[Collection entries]
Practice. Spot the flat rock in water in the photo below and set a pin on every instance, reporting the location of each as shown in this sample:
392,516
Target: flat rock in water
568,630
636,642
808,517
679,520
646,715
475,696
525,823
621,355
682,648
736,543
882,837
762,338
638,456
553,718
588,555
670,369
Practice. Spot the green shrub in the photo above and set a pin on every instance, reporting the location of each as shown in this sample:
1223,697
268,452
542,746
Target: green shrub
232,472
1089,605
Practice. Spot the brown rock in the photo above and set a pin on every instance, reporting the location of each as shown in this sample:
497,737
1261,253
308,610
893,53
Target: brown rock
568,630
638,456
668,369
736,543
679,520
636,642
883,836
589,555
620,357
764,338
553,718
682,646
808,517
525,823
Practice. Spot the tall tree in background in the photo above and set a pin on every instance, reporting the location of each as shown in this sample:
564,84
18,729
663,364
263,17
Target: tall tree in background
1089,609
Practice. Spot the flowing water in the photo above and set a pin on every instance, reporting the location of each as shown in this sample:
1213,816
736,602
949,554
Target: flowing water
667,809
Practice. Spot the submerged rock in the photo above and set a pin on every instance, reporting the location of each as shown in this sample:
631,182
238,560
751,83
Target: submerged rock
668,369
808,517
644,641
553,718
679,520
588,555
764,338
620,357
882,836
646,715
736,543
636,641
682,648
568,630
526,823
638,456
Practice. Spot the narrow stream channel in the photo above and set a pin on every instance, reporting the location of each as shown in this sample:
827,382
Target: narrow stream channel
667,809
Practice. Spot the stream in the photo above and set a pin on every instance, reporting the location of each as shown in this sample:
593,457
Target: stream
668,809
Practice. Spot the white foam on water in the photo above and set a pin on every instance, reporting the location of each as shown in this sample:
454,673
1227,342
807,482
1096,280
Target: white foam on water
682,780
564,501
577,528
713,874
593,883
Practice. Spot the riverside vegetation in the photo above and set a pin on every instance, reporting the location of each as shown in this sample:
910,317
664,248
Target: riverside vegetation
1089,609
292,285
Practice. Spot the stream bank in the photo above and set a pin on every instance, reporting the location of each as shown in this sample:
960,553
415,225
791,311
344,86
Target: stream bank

§ The task:
Search the records line by line for the word "above" and copy every line where it appears.

§ Task solution:
Practice. Spot the green shrub in the photo above and set a pin on every instance, reporting the location of each as shown in this sample:
Practice. Spot the brown rock in the photo above and set a pin on every instance, reporting the location of each as shown in this sample:
Practice. Spot the tall tree in background in the photo above and set a pin on every instance, reporting the location of each as shown in this sample:
Practice. Spot the flowing water in the photo above and set a pin on every instance, reporting the location of each as shown in this sample:
Practice. Spot the submerged rock in the photo above and set a pin on every instance, reporting the location of each as shown in this sample:
Practice. Spot the narrow stream channel in the photo above and set a pin on every instance, reporting the location of each as shown in this sample:
Practice. Spot the stream in the photo above and set a pin on every instance, reporting the location of each as shown in this sample:
Practice. Spot the white foam on water in the photo above and set a pin on every instance, reporting the location of each as shown in this sample:
Practice. Spot the riverside vegetation in the photo above and set a pin on every instance, reporting the location of each as shown in this sample:
Practice. Spot the stream bank in the photo above and set a pin on every instance, reporting the location of each as shown in this sample:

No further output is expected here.